### Source extract
********************
PID is mostly a clinical diagnosis — lower abdominal pain plus cervical motion tenderness on exam buys treatment, no imaging required. We image when the diagnosis is uncertain, when the patient isn't improving, or when we're worried she's tipped over into an abscess.
The imaging ladder, rung by rung
Early PID is sneaky. On ultrasound, mild disease can look almost normal, which is its favorite trick. As things worsen, findings show up in roughly this order:
| Stage | What's inflamed | What you see |
|---|---|---|
| Endometritis | Uterine lining | Thickened endometrium, a little fluid or gas in the cavity, indistinct uterine borders. |
| Salpingitis | Fallopian tube | Thickened, fluid-filled tube; pus inside a tube (pyosalpinx) shows debris and incomplete septa. |
| TOA | Tube + ovary fused | Complex, thick-walled multilocular mass; ovary no longer separable from the tube. |
A quick word on that tube. A healthy fallopian tube is so thin you basically never see it. So when a dilated, fluid-filled tube appears, that alone is a red flag. The classic look is a folded, tubular structure with incomplete septa — little internal flaps that don't quite reach across, because they're just the wall of the tube doubling back on itself as it kinks. Picture a kinked garden hose that's been filled with murky water: the bends look like walls, but they don't fully wall anything off.
********************
### Data extract
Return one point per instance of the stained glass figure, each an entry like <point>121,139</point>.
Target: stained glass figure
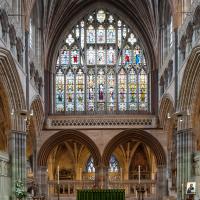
<point>127,59</point>
<point>70,91</point>
<point>80,91</point>
<point>142,90</point>
<point>111,19</point>
<point>64,56</point>
<point>132,40</point>
<point>91,90</point>
<point>114,164</point>
<point>119,41</point>
<point>75,56</point>
<point>101,90</point>
<point>90,165</point>
<point>101,16</point>
<point>111,56</point>
<point>100,34</point>
<point>122,90</point>
<point>111,105</point>
<point>82,37</point>
<point>91,35</point>
<point>101,68</point>
<point>58,61</point>
<point>124,32</point>
<point>132,84</point>
<point>137,53</point>
<point>70,40</point>
<point>90,19</point>
<point>77,32</point>
<point>111,34</point>
<point>91,56</point>
<point>60,91</point>
<point>101,56</point>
********************
### Instructions to follow
Set down, word for word, the part of the PID imaging passage between "PID is mostly" and "into an abscess.", inclusive.

### Response area
PID is mostly a clinical diagnosis — lower abdominal pain plus cervical motion tenderness on exam buys treatment, no imaging required. We image when the diagnosis is uncertain, when the patient isn't improving, or when we're worried she's tipped over into an abscess.